Problem description » Out of the listing below, copy every line that carries the string "dress".

*** Opening of Supplied material ***

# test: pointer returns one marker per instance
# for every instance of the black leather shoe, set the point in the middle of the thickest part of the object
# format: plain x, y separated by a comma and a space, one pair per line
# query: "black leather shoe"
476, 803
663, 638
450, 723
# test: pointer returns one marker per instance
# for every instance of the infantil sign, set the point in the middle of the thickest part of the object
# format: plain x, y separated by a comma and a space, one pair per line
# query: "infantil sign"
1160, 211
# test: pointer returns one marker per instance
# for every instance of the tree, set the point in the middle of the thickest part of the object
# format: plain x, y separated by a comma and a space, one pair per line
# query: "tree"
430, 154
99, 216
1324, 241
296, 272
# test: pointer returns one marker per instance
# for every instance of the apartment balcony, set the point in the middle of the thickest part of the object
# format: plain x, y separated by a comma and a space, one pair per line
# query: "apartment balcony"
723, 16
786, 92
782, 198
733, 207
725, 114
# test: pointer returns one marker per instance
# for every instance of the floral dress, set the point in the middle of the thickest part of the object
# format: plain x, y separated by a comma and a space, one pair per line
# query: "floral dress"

*** Close of Supplied material ***

Exercise result »
# for every instance of the floral dress, set the point in the middle of the thickest part of the object
# query: "floral dress"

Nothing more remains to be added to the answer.